→ 設問
1. サービス料金に関する本文では、47年度の個人サービス料金は前年度比で何%上昇したとされているか。
2. サービス料金に関する本文を、最後の文の続きから書き進めよ。

→ 本文
理髪料,パーマネント代,クリーニング代,洋服仕立代などの個人サービス料金は,46年後半から上昇率を鈍化させ,47年度は前年度比7.8%の上昇と46年度の10.4%上昇に比べれば鈍化している。47年度の鈍化はなぜ生じたのであろうか。
一般に対個人サービスは従業員数名の小規模経営が大半であり,労働生産性も,技術的に上昇の余地が少ないものが多く,かつ原価構成に占める労務費のウエイトはきわめて高い。したがつて一般的な所得水準の上昇のなかで,サービス業の賃金も上昇するが,それは料金の引上げによつて賄なわれるということになりがちである。
個人サービス価格の上昇を消費需要と賃金コストの二つの要因に分解してみると,賃金コストの変動は,価格変動に大きな影響を与える( 第10-17図 , 第10-18図 )。46年後半から47年初めまでサービス業の労働生産性は前年水準を下回つており,一方賃金率は景気の後退下においても多分に下方硬直的である。この結果貸金コストは増大し,サービス価格の上昇要因となつた。もつとも一方で消費支出(実質)が46年中減少を続け,それが,時間の遅れを伴つて47年のサービス価格の上昇率を鈍化させる原因となつている。
第10-17図 個人サービス消費者物価と消費支出,賃金率,労働生産性の推移(前年同期比上昇率)
47年度前半には,消費者物価の上昇が鈍化するなかで,相当数の公共料金改訂が行なわれた。従来から公共料金は物価安定政策の一つの柱として引き上げを極力抑制する方針で運営されてきている。しかし46年には公共料金のストップ措置がとられたこともあつて,47年度には相当数の改訂が行われた。とくに6大都市のタクシー料金(2月),航空運賃(7月),営団地下鉄,6大都市の市電・市バス(8月,11月,48年1月)など,大都市交通運賃の改訂が広く行われた。そのほか医療費(2月),電報(3月),国立大学授業料(10月)なども改訂された。
このような公共料金の改訂は,主にコスト上昇が強まる傾向のなかで,供給機関の経営が悪化していることによる。たとえば46年度のバス事業の収支状況をみると,コストに占める割合が大きい人件費が上昇しそれによるコスト・アップが収支状況を悪化させていることが分る。収入面をみるとバス,タクシー事業などの交通事業は最近になりいわゆる過密過疎による伸び悩みが目立つ。大都市では,路面交通の混雑化などでの定時運行が困難となり,輸送効率が低下している。また地方では人口の過疎化とマイカー増加による公共交通機関による輸送人員の減少がみられる。
公共的なサービスを供給する機関の生産性向上は,一般の製造業に比べ低い水準で推移してきており,ほかの物価や所得が上昇傾向にあるなかで,公共サービスの料金引上げを抑制しつづけることは,公共サービス供給機関の採算を悪化させることを意味する。

→ 分析用データ
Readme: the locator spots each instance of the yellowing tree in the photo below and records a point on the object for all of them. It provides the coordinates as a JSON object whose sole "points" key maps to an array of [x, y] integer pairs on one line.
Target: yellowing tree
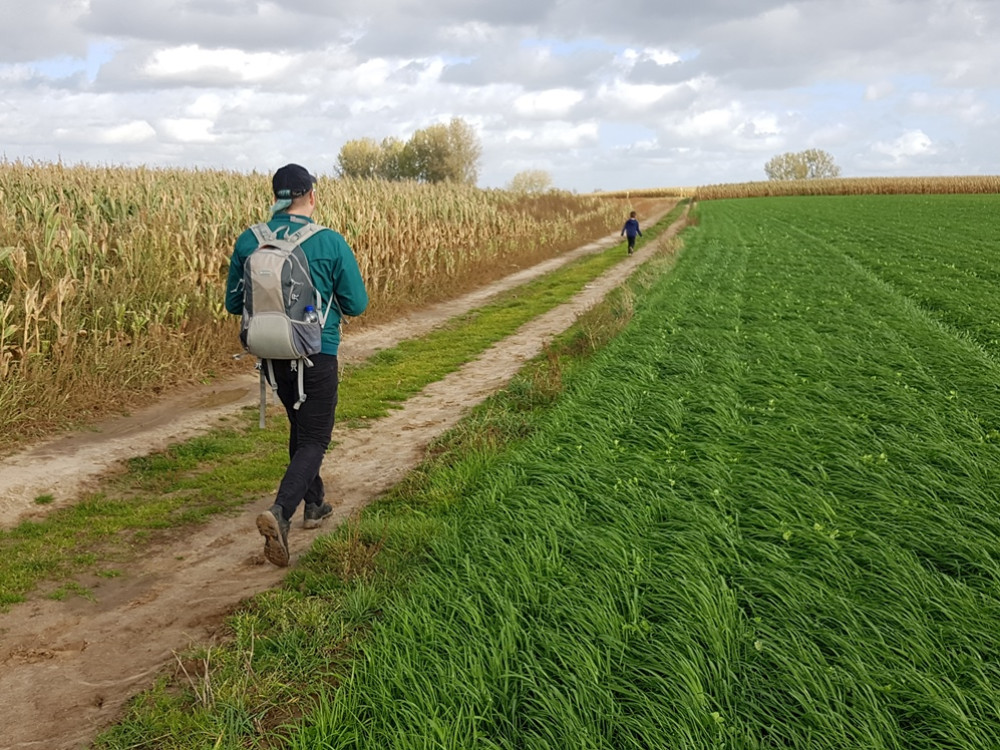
{"points": [[811, 164], [439, 153], [530, 181]]}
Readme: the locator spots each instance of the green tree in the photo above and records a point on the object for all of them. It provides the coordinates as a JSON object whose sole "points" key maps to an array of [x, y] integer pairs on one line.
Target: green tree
{"points": [[394, 164], [811, 164], [530, 181], [444, 153], [439, 153], [359, 158]]}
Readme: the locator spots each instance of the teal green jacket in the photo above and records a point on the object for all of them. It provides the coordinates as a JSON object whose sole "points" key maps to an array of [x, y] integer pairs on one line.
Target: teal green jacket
{"points": [[332, 265]]}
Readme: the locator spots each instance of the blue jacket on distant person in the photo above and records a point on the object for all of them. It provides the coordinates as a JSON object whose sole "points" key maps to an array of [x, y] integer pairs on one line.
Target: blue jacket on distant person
{"points": [[631, 228]]}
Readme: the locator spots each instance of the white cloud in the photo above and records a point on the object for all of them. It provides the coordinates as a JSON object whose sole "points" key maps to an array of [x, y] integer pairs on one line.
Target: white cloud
{"points": [[188, 130], [705, 92], [191, 60], [909, 144], [555, 103], [136, 131]]}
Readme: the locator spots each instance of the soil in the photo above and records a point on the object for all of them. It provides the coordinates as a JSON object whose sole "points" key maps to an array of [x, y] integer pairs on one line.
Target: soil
{"points": [[68, 667]]}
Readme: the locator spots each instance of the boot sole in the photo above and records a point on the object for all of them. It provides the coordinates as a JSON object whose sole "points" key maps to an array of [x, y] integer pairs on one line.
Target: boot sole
{"points": [[315, 523], [275, 549]]}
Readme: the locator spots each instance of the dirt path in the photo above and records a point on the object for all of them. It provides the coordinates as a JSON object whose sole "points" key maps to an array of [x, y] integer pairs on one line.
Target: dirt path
{"points": [[66, 668]]}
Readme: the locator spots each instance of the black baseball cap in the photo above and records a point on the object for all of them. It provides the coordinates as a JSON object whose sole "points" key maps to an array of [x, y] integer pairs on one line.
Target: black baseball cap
{"points": [[292, 181]]}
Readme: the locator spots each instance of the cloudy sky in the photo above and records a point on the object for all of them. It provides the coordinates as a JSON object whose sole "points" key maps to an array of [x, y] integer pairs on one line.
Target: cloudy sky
{"points": [[601, 94]]}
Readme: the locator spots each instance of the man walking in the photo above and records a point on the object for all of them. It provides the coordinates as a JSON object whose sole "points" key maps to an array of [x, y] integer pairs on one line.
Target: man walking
{"points": [[336, 276], [631, 229]]}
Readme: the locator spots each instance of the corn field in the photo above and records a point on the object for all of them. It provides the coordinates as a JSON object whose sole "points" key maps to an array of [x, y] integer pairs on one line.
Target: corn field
{"points": [[112, 279]]}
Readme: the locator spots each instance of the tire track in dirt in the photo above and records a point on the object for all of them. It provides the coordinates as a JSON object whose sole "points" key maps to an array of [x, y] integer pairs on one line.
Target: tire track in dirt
{"points": [[67, 668]]}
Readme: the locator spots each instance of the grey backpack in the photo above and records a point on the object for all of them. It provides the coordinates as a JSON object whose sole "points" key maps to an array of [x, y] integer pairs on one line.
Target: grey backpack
{"points": [[277, 288]]}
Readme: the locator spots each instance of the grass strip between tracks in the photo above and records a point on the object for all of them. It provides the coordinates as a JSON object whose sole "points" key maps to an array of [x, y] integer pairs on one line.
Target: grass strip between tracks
{"points": [[236, 464]]}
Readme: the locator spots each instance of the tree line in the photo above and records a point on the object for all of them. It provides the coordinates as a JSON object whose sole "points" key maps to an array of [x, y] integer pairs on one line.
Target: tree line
{"points": [[439, 153]]}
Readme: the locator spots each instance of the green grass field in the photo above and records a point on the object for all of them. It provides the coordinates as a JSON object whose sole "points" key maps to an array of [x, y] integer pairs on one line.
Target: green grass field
{"points": [[765, 515]]}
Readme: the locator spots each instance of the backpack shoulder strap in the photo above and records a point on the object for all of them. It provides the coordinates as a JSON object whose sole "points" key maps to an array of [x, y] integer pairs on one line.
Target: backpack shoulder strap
{"points": [[263, 233], [303, 233]]}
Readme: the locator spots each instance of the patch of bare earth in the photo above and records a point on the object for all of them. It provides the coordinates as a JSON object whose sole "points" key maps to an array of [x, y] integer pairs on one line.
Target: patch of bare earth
{"points": [[67, 667]]}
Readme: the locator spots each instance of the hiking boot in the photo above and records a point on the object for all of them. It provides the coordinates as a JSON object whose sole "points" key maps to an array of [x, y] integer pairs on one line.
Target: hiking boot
{"points": [[274, 528], [314, 515]]}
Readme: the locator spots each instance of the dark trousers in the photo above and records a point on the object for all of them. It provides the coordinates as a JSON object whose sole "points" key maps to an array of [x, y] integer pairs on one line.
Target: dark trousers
{"points": [[310, 428]]}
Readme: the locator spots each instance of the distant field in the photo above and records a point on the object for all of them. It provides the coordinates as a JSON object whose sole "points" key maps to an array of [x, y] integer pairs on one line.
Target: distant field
{"points": [[766, 516], [972, 184]]}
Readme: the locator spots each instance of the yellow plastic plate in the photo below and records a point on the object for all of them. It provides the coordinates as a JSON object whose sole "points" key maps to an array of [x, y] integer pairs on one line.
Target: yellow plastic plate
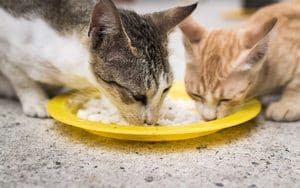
{"points": [[61, 109]]}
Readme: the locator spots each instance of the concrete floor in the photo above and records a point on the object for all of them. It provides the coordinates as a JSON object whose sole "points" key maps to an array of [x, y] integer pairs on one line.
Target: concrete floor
{"points": [[44, 153]]}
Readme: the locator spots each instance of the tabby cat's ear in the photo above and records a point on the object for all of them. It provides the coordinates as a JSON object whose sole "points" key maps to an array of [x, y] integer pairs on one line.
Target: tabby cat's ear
{"points": [[192, 30], [105, 20], [168, 19], [255, 41]]}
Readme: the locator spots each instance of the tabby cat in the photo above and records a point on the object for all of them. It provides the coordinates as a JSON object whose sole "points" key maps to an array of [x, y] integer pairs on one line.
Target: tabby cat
{"points": [[58, 43], [227, 67]]}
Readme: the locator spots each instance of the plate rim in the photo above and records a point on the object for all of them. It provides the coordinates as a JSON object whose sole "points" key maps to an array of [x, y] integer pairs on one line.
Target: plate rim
{"points": [[57, 109]]}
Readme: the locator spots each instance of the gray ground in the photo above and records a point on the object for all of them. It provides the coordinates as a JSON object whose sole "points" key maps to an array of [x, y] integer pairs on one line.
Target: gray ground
{"points": [[40, 153]]}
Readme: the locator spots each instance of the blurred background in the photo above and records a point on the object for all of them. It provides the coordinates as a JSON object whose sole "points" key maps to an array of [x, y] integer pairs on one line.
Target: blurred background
{"points": [[209, 13]]}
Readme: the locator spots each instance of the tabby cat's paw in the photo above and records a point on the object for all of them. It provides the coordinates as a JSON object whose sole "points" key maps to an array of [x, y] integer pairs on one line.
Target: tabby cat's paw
{"points": [[36, 109], [283, 111]]}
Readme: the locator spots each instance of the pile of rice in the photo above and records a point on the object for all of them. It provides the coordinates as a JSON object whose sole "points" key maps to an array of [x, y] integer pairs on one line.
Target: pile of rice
{"points": [[173, 112]]}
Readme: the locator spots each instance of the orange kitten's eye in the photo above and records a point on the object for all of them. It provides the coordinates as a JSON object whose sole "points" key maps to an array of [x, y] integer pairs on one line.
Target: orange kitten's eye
{"points": [[224, 100], [196, 96], [166, 90]]}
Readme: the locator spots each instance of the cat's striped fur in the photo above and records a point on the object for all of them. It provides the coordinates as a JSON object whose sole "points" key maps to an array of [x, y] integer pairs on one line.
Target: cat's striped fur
{"points": [[227, 67]]}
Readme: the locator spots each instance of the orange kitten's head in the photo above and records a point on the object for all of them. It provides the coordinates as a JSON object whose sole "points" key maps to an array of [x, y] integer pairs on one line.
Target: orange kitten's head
{"points": [[222, 65]]}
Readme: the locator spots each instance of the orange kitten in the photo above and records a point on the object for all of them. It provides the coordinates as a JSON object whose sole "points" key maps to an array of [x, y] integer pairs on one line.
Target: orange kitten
{"points": [[228, 67]]}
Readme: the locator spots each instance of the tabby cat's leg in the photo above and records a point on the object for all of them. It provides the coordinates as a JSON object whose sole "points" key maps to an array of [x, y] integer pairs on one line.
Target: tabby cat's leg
{"points": [[6, 89], [30, 94], [288, 107]]}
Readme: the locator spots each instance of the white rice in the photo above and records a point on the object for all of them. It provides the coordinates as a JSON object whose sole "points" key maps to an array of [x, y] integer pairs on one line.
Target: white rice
{"points": [[173, 112]]}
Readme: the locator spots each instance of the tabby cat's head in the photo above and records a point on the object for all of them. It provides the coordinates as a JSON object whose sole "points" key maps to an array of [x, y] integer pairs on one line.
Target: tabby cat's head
{"points": [[222, 65], [129, 58]]}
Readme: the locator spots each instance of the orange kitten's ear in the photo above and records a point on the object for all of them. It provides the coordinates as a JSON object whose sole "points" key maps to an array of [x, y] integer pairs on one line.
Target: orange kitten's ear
{"points": [[168, 19], [192, 30], [255, 32], [255, 40]]}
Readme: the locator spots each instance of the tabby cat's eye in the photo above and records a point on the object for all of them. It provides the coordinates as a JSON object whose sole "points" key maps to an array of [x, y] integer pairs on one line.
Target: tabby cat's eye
{"points": [[141, 98]]}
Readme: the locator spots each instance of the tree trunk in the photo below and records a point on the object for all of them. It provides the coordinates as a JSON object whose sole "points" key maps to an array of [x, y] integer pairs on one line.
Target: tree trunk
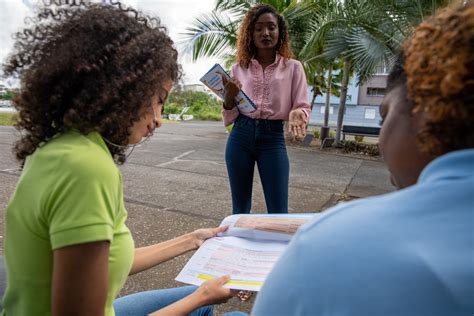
{"points": [[342, 100], [325, 128]]}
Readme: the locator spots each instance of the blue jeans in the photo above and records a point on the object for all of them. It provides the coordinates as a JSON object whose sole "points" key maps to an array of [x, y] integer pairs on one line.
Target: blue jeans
{"points": [[262, 142], [144, 303]]}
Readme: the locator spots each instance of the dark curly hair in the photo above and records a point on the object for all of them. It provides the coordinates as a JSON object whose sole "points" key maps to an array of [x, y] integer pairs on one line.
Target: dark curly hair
{"points": [[89, 67], [245, 46], [439, 65]]}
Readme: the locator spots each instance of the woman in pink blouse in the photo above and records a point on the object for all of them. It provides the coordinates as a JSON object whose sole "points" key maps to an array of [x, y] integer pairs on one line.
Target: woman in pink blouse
{"points": [[276, 83]]}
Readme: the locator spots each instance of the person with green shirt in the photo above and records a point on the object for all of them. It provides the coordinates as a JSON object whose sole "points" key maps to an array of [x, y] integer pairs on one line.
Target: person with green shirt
{"points": [[94, 79]]}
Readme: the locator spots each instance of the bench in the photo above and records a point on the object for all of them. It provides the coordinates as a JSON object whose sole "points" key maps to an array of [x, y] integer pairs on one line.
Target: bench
{"points": [[369, 131]]}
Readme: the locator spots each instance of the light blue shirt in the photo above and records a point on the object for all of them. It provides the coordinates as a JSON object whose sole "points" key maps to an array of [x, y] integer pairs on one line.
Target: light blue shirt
{"points": [[409, 252]]}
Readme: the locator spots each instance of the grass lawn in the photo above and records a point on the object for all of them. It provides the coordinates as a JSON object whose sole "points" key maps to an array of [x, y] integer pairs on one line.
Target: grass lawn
{"points": [[7, 118]]}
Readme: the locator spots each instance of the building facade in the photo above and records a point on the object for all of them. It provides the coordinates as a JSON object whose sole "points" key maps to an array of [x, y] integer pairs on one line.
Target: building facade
{"points": [[362, 104]]}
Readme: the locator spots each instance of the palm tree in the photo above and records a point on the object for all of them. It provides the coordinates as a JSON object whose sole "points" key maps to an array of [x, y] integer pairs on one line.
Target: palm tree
{"points": [[364, 34], [215, 34]]}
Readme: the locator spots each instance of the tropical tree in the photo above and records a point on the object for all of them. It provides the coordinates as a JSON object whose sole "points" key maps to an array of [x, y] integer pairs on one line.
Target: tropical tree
{"points": [[365, 34], [215, 34]]}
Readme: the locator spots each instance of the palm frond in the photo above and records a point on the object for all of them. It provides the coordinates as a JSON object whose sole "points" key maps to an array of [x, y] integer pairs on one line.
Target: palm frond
{"points": [[210, 35]]}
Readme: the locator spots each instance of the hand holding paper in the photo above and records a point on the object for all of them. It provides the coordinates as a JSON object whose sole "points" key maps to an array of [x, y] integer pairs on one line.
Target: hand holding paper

→ 各設問の解答
1. 前年度比7.8%の上昇である。

2.
このためこれら供給機関の経営努力による生産性向上を求めると同時に,サービス内容の低下や供給の不足を防ぎ得る価格体系の見なおしも必要となろう。また一方では公共財,サービスの供給をどのような負担のもとで充実させるかといつたより広い問題のなかで公共料金体系を再検討する必要があろう。
47年中は比較的落着いていた工業製品価格は,48年に入り景気の急拡大とともに急騰するにいたつた。
これは,第1に消費関連素原材料の急騰を主とする卸売物価の高騰の影響があらわれたためである。第2には,47年度に入つて,景気が回復するとともに年度後半から主として所定外労働時間の増加から勤労者の賃金が上昇し消費需要もその増加テンポを高めたことである。
先に見たような卸売物価の急騰は,消費需要の拡大と賃金上昇率の高まりのなかで,いくぶんの時間の遅れをもつて消費者物価の上昇を加速化させている(本報告 第3-19図 )。
卸売物価のなかで特に急騰を示した羊毛などの繊維について消費者物価との関係をみてみると( 第10-19図 ),両物価の共通品目どうしでは,ほとんど時間の遅れなしに,卸売物価の価格変動が消費者物価に波及している。
しかし繊維総合では2~3四半期の遅れをもつて卸売物価の変動が消費者物価に波及している。そうしたなかで消費者物価の変動は多分に下方硬直的であるのも特微である。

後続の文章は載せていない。